▸ **Records for this exercise**
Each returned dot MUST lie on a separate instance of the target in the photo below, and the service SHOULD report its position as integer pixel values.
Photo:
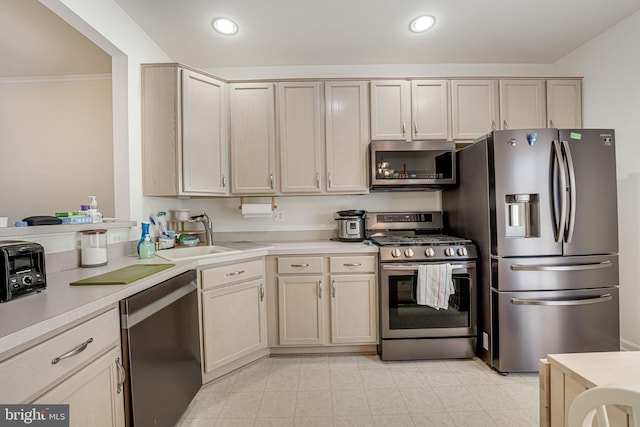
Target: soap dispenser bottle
(147, 248)
(96, 216)
(145, 232)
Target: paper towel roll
(256, 210)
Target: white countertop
(30, 317)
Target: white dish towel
(435, 285)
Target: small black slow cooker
(351, 226)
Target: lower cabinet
(320, 306)
(234, 313)
(80, 366)
(94, 394)
(353, 309)
(301, 310)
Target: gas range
(415, 236)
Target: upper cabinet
(253, 138)
(522, 104)
(390, 109)
(184, 138)
(301, 143)
(296, 138)
(564, 103)
(409, 110)
(474, 106)
(347, 136)
(430, 109)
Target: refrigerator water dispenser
(522, 213)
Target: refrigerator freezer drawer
(555, 273)
(530, 325)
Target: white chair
(591, 402)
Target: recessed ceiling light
(225, 26)
(422, 23)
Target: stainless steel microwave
(413, 165)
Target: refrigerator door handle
(572, 192)
(572, 267)
(562, 189)
(596, 300)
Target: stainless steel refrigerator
(541, 206)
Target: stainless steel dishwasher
(161, 351)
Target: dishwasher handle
(147, 303)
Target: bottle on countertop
(95, 214)
(147, 248)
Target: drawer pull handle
(235, 273)
(121, 375)
(79, 349)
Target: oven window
(405, 313)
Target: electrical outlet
(278, 215)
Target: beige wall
(56, 145)
(611, 98)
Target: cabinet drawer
(226, 274)
(33, 371)
(352, 264)
(298, 265)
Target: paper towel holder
(273, 203)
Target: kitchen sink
(194, 252)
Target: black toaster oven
(22, 269)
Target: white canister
(94, 248)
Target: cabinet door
(234, 323)
(522, 104)
(301, 310)
(430, 109)
(474, 108)
(300, 137)
(94, 394)
(564, 104)
(253, 152)
(390, 109)
(347, 136)
(204, 145)
(354, 310)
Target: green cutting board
(124, 275)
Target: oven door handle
(415, 267)
(594, 300)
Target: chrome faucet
(208, 226)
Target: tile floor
(364, 391)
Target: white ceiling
(353, 32)
(36, 42)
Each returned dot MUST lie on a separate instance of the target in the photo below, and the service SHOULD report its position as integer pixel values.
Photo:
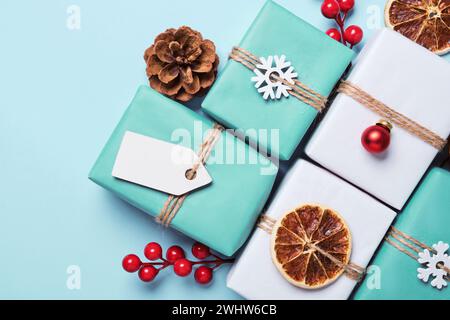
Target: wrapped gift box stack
(238, 191)
(319, 61)
(222, 213)
(411, 80)
(426, 218)
(254, 276)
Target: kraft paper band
(397, 238)
(299, 90)
(173, 203)
(352, 271)
(391, 115)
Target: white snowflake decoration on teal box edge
(265, 69)
(431, 261)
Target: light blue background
(62, 92)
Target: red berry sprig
(175, 257)
(338, 10)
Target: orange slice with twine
(311, 246)
(426, 22)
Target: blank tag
(158, 164)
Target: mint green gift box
(427, 219)
(221, 214)
(319, 61)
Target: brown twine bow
(391, 115)
(298, 89)
(410, 243)
(173, 203)
(353, 271)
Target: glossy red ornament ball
(200, 251)
(330, 9)
(346, 5)
(182, 267)
(353, 35)
(148, 273)
(334, 33)
(174, 253)
(203, 275)
(131, 263)
(376, 139)
(153, 251)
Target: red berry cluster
(175, 257)
(338, 10)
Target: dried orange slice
(426, 22)
(311, 246)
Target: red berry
(182, 267)
(148, 273)
(335, 34)
(131, 263)
(203, 275)
(346, 5)
(330, 9)
(174, 253)
(200, 251)
(153, 251)
(353, 35)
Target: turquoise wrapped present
(426, 219)
(221, 214)
(318, 60)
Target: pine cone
(181, 64)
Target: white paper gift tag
(158, 164)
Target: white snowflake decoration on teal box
(268, 86)
(431, 261)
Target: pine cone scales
(181, 64)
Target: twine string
(352, 270)
(173, 203)
(365, 99)
(298, 89)
(397, 238)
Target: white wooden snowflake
(431, 261)
(268, 86)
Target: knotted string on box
(410, 246)
(298, 89)
(173, 203)
(366, 100)
(352, 271)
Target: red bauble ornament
(376, 139)
(353, 35)
(335, 34)
(182, 267)
(346, 5)
(200, 251)
(131, 263)
(153, 251)
(203, 275)
(330, 9)
(174, 253)
(148, 273)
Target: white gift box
(409, 79)
(254, 276)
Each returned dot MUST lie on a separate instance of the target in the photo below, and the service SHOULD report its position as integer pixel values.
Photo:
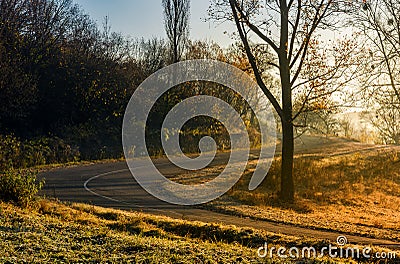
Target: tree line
(65, 79)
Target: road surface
(112, 185)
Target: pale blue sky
(144, 18)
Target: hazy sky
(144, 18)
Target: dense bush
(19, 186)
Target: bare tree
(288, 28)
(176, 20)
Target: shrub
(19, 186)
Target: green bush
(19, 186)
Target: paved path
(111, 185)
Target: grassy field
(53, 232)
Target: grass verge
(78, 233)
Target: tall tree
(379, 21)
(176, 20)
(287, 27)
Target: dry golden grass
(357, 193)
(77, 233)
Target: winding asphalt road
(112, 185)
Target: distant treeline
(67, 80)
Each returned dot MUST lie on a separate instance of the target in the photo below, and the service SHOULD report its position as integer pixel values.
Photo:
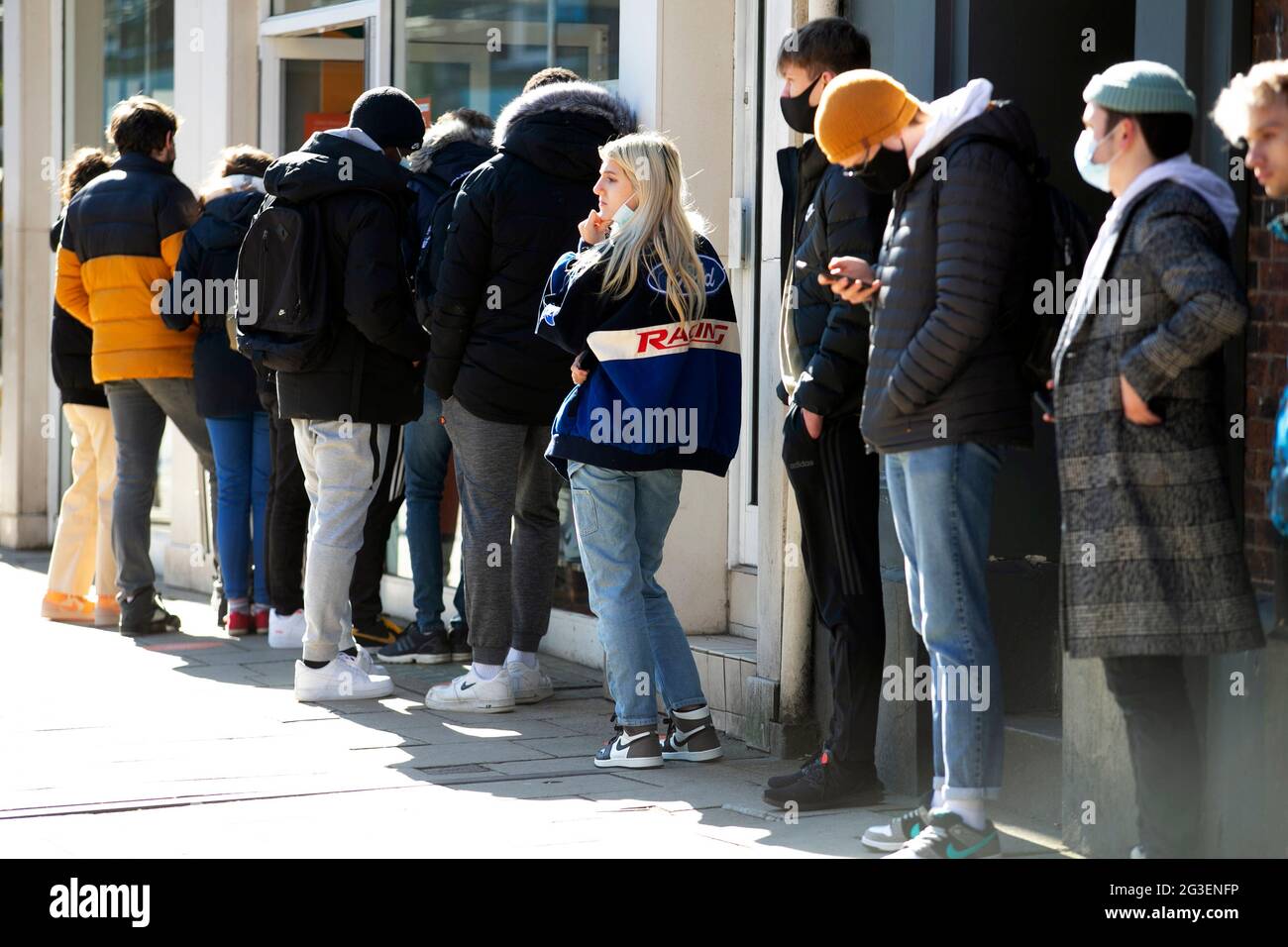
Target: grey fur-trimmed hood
(443, 133)
(579, 98)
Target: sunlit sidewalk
(193, 745)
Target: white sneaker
(340, 680)
(528, 684)
(368, 663)
(469, 693)
(286, 630)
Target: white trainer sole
(695, 757)
(326, 697)
(631, 763)
(476, 707)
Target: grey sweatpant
(343, 463)
(507, 488)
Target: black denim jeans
(1164, 751)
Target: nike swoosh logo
(969, 852)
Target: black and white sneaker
(890, 836)
(789, 779)
(143, 615)
(691, 737)
(948, 836)
(417, 647)
(639, 750)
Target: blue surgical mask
(1096, 175)
(623, 214)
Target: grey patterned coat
(1151, 504)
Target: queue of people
(443, 291)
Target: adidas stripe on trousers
(343, 464)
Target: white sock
(528, 657)
(971, 812)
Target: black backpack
(1061, 239)
(287, 328)
(432, 257)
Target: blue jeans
(622, 518)
(941, 499)
(425, 451)
(244, 464)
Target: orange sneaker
(107, 612)
(60, 607)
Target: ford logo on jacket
(660, 395)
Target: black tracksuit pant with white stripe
(370, 566)
(837, 491)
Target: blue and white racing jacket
(657, 397)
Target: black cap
(390, 116)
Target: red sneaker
(240, 624)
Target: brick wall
(1267, 333)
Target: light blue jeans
(941, 499)
(622, 518)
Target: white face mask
(1096, 175)
(623, 214)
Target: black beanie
(390, 116)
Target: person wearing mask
(226, 381)
(82, 541)
(120, 243)
(454, 146)
(501, 385)
(644, 268)
(1151, 562)
(943, 398)
(368, 382)
(823, 354)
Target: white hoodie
(1183, 170)
(949, 114)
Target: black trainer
(789, 779)
(823, 787)
(417, 647)
(219, 602)
(459, 642)
(143, 615)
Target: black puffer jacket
(514, 217)
(369, 376)
(224, 379)
(823, 341)
(800, 169)
(941, 368)
(69, 344)
(450, 153)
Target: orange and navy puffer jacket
(121, 235)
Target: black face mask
(798, 111)
(887, 171)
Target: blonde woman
(647, 309)
(82, 543)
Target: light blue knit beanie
(1140, 86)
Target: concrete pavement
(193, 745)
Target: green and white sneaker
(892, 835)
(948, 836)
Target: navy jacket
(69, 346)
(657, 398)
(224, 379)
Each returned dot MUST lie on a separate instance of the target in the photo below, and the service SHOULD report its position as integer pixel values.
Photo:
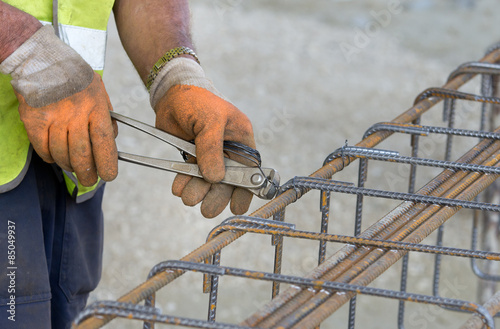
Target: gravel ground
(310, 75)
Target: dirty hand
(64, 107)
(188, 105)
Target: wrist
(45, 70)
(180, 71)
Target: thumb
(210, 154)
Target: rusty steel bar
(492, 306)
(443, 182)
(210, 248)
(372, 269)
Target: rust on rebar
(409, 222)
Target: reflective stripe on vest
(82, 25)
(93, 51)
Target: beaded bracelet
(171, 54)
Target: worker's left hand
(192, 109)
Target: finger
(180, 183)
(58, 146)
(80, 155)
(195, 191)
(103, 144)
(210, 155)
(240, 201)
(216, 200)
(38, 134)
(113, 121)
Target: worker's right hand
(64, 107)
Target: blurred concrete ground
(310, 75)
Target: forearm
(148, 29)
(16, 27)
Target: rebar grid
(365, 255)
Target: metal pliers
(263, 182)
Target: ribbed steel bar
(207, 250)
(327, 286)
(447, 180)
(492, 306)
(383, 155)
(374, 269)
(137, 312)
(426, 130)
(475, 68)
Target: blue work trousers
(50, 251)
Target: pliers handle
(263, 182)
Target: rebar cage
(348, 264)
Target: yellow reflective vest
(82, 25)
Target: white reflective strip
(89, 43)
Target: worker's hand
(64, 107)
(191, 108)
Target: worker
(57, 140)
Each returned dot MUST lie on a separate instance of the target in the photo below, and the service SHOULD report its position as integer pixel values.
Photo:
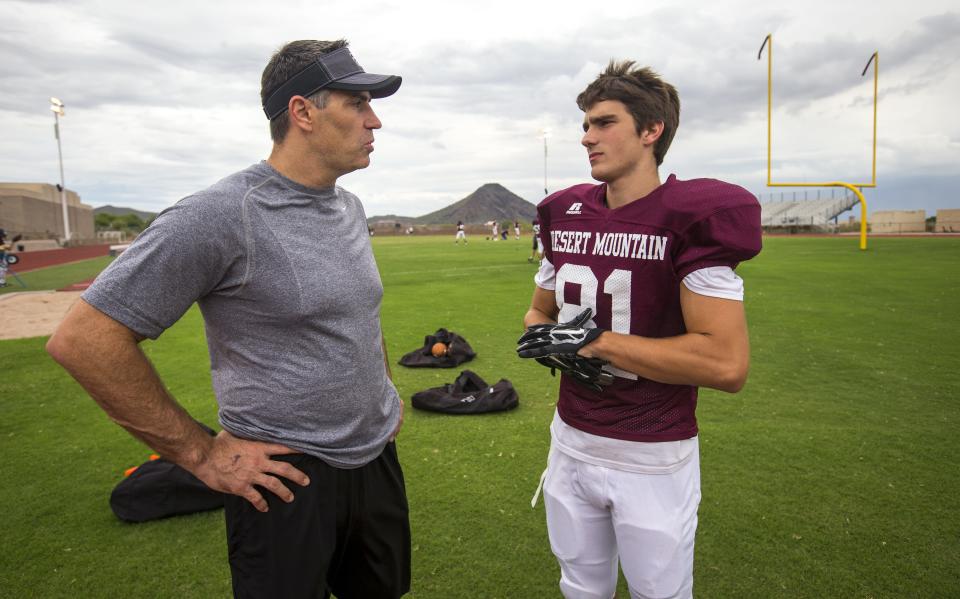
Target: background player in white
(537, 251)
(653, 264)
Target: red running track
(44, 258)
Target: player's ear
(651, 133)
(299, 110)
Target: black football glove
(585, 371)
(563, 338)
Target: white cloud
(162, 100)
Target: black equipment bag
(458, 351)
(158, 489)
(469, 394)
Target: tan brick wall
(898, 221)
(948, 220)
(34, 210)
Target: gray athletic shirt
(290, 295)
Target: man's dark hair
(648, 98)
(284, 64)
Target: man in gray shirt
(279, 260)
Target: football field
(832, 474)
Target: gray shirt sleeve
(189, 251)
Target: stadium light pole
(57, 107)
(854, 187)
(545, 134)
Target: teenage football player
(639, 273)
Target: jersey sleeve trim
(715, 281)
(546, 277)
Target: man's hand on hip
(234, 465)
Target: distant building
(898, 221)
(948, 220)
(34, 210)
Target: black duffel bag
(469, 394)
(458, 352)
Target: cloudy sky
(162, 99)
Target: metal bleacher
(799, 209)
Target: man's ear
(299, 110)
(651, 133)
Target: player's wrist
(597, 347)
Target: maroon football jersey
(627, 264)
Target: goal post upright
(854, 187)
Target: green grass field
(832, 474)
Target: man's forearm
(106, 360)
(689, 359)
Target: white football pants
(596, 515)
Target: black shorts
(348, 532)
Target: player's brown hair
(648, 98)
(284, 64)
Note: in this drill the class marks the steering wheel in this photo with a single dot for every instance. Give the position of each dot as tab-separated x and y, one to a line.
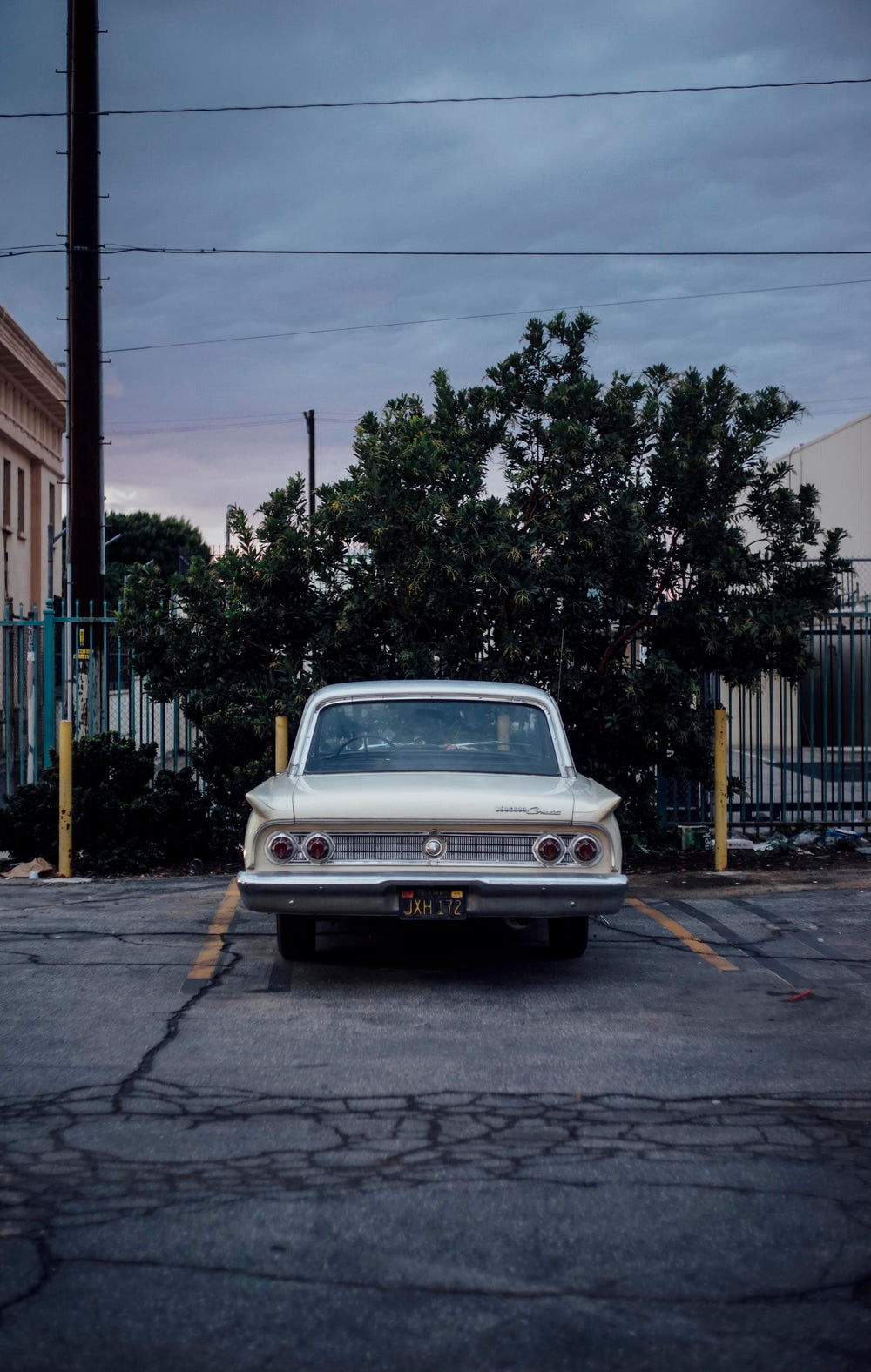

▸ **Required work**
Beginning with the line with "Target: goal post upright", repeat the entries above exactly, up to and including the last line, leaving out pictures.

▸ **Output for this task**
Target: goal post upright
(854, 187)
Target: green grass field
(832, 474)
Target: man's forearm
(106, 360)
(689, 359)
Target: white football pants
(596, 515)
Target: black shorts
(348, 532)
Target: player's brown hair
(648, 98)
(284, 64)
Note: in this drill the class marks the steering wheel in this photo with a single dot for every instance. Give the position of each dot as tab-separated x and y, one to a line.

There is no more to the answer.